• Excerpt to read:
--- Start ---

The Mets spotted Colon an early 1–0 lead and he quickly went to work against Seattle, pounding the strike zone with his low-90s fastball and getting the Mariners to chase an occasional slider. Not a single Seattle batter was able to reach base during the first two times through the order, with Kyle Seager, Corey Hart, Jesus Sucre, and Logan Morrison all falling victim via strikeout.

Colon needed just 73 pitches to get through the first six frames. Just nine outs away from perfection, he began the seventh inning by getting former Mets outfielder Endy Chavez to pop out to third base. Colon promptly fanned James Jones, which brought up Robinson Cano. With the count 2–2 against the Seattle second sacker, Anthony Recker wanted Colon to fire the next offering low and away.

Instead, Colon left the offering up at the belt and Cano lined an opposite-field single to break up the perfect game bid.

Kyle Seager grounded out on the next pitch to end the seventh, but Seattle would cut into Colon’s 3–0 lead the next inning. Corey Hart led off the frame by working an eight-pitch walk. Two batters later, Dustin Ackley singled to bring the tying run to the dish. Brad Miller missed out on evening the score by just a matter of feet, but he settled for a two-run double off the top of the wall that knocked Colon out of the game.

In to pitch for New York was Jeurys Familia, who got Willie Bloomquist to hit a soft grounder up the middle. Ruben Tejada had left the game in the fifth inning after being plunked by a 94 mph fastball from Walker that left an indentation on his helmet. Replacing Tejada at shortstop was Eric Campbell, who had played just one inning at the position prior to Wednesday. Campbell looked uncomfortable attacking the grounder and it appeared that Bloomquist beat the throw by a split second (an extra split second that Tejada would have likely shaved off). However, Terry Collins challenged the play and it was quickly overturned.

Famila was no longer faced with runners at the corners and one out, but he still had to escape his two-out jam with the tying run at third. That problem was solved when the New York setup man got Endy Chavez to strike out swinging.

Jenrry Mejia allowed the tying run to reach second base in the ninth inning, but worked his way out of his own jam to shut the door on the Mariners. A save opportunity in a game between the Mets and Mariners provides entertainment in the form of a closer celebration. This time, it was Mejia’s emphatic celebration that triumphed over Fernando Rodney’s bow-and-arrow.

--- End ---

• Job 1:
Please collect every line of the records that contains the string "cabin", matching case exactly.
The text above has no connection to the records that follow.

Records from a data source
--- Start ---

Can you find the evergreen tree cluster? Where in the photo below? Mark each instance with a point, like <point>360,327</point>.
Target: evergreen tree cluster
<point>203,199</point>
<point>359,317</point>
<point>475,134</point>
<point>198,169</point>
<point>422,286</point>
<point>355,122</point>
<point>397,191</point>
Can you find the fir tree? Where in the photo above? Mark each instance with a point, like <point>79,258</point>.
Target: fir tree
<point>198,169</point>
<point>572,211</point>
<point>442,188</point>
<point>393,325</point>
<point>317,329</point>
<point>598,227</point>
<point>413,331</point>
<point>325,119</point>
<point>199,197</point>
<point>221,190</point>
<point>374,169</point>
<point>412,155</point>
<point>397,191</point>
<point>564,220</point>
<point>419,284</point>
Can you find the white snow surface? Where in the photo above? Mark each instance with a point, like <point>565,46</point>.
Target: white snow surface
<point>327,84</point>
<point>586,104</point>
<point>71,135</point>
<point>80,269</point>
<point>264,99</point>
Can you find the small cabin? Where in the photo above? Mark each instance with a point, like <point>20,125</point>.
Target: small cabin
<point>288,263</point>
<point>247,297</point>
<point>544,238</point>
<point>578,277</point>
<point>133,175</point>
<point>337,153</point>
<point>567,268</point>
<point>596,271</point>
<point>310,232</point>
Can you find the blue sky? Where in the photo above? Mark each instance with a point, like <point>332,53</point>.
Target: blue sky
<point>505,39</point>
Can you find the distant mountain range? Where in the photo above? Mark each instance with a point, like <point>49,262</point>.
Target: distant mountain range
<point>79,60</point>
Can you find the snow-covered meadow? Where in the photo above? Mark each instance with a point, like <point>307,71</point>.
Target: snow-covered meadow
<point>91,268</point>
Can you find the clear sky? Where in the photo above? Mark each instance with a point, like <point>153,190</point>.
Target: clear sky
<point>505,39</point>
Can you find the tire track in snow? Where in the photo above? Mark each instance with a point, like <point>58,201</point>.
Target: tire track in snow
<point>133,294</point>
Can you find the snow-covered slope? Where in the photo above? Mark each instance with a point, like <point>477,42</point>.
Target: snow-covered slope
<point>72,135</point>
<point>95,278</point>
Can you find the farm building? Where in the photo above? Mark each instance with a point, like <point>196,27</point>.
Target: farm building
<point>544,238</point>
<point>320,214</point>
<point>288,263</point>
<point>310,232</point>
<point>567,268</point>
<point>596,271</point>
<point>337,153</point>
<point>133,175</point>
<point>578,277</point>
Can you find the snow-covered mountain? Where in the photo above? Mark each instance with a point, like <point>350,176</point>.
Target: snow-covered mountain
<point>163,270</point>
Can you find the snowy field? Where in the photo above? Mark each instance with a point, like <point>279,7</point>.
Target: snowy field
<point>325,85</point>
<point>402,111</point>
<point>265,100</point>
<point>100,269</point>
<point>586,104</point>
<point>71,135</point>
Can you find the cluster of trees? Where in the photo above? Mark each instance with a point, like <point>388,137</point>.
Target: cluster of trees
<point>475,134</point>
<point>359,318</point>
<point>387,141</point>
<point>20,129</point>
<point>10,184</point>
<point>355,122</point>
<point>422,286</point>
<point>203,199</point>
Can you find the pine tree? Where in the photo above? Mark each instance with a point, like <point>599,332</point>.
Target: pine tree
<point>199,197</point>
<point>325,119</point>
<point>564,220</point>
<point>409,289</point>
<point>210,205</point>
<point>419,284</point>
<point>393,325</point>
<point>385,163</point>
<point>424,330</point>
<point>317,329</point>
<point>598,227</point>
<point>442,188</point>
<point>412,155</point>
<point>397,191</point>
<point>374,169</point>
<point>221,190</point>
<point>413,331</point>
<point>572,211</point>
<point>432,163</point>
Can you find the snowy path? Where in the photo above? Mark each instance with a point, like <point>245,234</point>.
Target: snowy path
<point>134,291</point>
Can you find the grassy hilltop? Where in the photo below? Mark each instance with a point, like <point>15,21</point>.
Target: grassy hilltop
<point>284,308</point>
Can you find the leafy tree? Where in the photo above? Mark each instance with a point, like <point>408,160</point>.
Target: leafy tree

--- End ---

• Job 2:
In the baseball recap, which batter broke up Colon's perfect game bid?

• Complete response 1:
Can you find the small cabin? Where in the photo above? Mark each instance with a point, like <point>20,125</point>.
Target: small cabin

• Complete response 2:
Robinson Cano, with an opposite-field single.